* **Recorded data**:
[Start of Attachment]
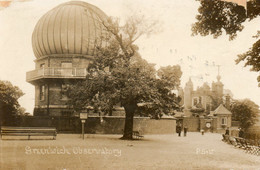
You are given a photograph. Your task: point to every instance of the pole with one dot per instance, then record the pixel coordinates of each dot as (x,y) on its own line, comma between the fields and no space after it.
(83,130)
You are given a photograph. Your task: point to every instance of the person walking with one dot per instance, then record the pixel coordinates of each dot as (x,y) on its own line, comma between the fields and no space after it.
(185,130)
(179,129)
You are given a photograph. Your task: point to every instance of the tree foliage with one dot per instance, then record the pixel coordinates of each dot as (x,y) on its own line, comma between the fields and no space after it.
(216,17)
(9,105)
(246,112)
(252,57)
(118,74)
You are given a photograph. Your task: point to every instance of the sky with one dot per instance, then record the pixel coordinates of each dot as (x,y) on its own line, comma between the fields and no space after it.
(171,44)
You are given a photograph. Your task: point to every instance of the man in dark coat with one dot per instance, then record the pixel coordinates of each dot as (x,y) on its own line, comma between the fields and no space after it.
(179,129)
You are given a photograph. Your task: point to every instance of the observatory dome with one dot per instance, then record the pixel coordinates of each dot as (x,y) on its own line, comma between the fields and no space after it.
(73,28)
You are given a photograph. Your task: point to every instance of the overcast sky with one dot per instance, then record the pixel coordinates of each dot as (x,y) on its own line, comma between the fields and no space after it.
(198,56)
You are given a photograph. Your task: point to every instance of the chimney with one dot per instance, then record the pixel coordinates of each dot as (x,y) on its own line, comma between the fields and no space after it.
(228,102)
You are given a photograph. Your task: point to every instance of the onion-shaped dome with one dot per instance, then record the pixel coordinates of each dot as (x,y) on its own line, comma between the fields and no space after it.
(71,28)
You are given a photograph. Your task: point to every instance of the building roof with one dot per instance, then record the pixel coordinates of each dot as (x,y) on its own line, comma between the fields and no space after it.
(222,110)
(73,27)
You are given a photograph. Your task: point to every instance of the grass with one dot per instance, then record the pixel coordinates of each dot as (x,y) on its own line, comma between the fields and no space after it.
(108,152)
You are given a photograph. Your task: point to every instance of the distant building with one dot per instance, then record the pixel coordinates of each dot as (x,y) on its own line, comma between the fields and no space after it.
(64,42)
(210,105)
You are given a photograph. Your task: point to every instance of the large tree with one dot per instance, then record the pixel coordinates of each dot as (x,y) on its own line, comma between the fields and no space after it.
(9,105)
(218,16)
(118,74)
(246,112)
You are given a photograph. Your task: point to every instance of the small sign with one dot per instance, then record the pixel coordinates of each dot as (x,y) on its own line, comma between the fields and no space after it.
(83,115)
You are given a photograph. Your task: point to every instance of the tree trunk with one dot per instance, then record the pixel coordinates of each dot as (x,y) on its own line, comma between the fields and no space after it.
(129,121)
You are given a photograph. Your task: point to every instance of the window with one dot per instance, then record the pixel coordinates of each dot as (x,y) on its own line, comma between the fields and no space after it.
(195,101)
(63,95)
(223,121)
(66,113)
(66,69)
(42,92)
(42,65)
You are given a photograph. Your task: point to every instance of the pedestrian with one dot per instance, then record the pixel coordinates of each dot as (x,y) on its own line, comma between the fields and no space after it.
(241,133)
(179,129)
(227,131)
(185,130)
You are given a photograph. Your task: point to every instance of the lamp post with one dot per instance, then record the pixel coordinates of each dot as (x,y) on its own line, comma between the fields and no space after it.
(83,117)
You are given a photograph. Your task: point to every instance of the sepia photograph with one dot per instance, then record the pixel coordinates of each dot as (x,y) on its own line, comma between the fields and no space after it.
(130,84)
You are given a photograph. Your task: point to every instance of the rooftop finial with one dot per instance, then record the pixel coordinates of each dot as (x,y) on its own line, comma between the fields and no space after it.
(218,76)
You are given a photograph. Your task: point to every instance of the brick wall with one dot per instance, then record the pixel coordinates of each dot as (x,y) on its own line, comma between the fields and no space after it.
(110,125)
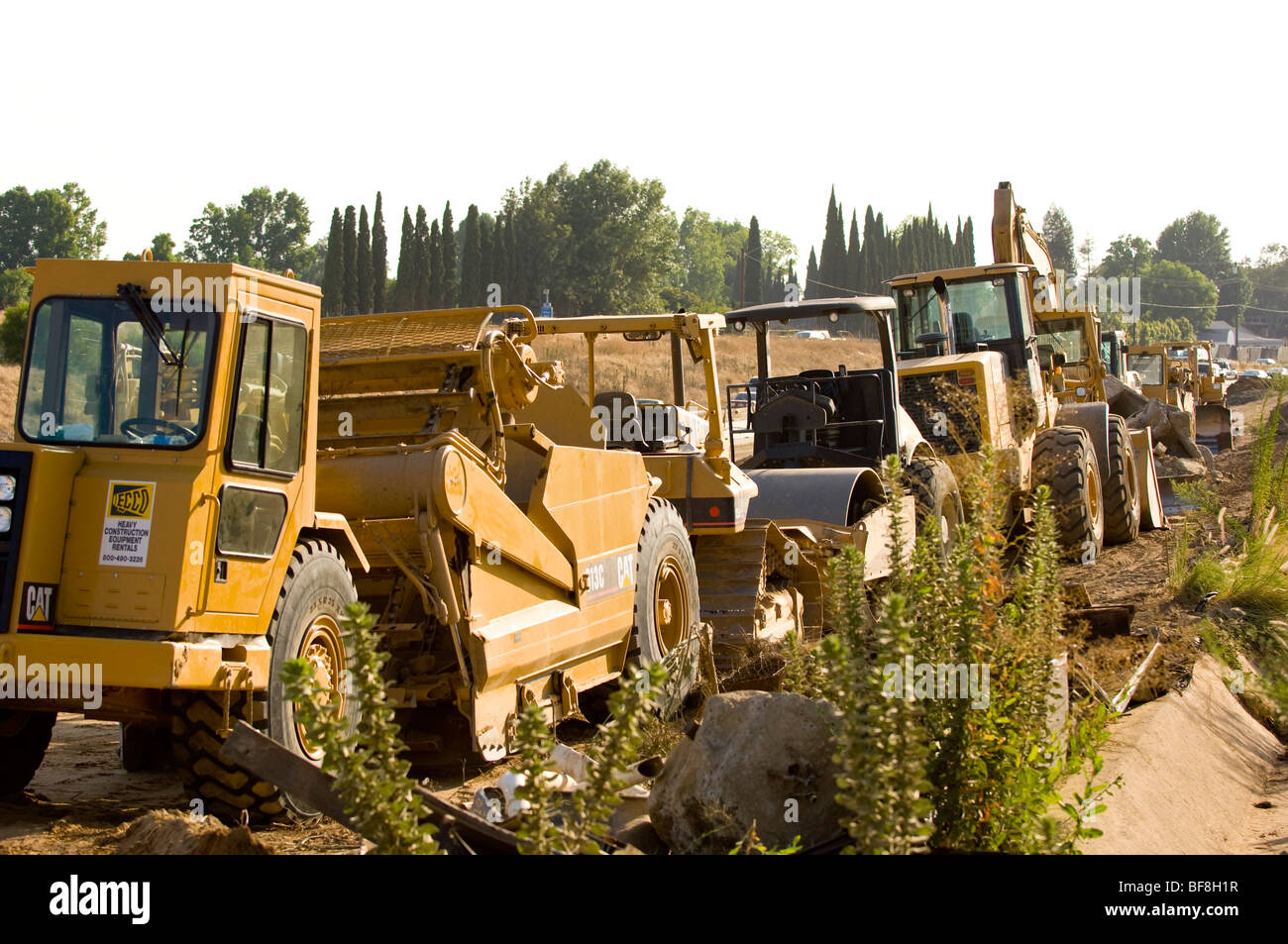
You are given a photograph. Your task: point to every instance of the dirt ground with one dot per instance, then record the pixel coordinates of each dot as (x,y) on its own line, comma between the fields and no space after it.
(1199,775)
[End of Attachment]
* **Work to complete**: The answer must consist of the line containing "of the rooftop" and every line after it through the end of the records, retyped exactly, with all pictures left out.

* **Response below**:
You are given a photograph. Your task: point to every instance of the rooftop finial with one dot per instance, then record the pixel coordinates of each dot as (x,y) on its own line, comma between the fields and no space after it.
(218,76)
You are given a photograph. Your task: point to every instance of the brick wall with one dot per instance, then record the pixel coordinates of each dot as (x,y) on its own line, comma between the fields and no space after it.
(110,125)
You are given a photograph. Your task: point to every instance of the dirt ground with one dot per instance, then record the pixel coordinates of each dot as (x,y) on its own line, comma between the fields and no space after it.
(1199,775)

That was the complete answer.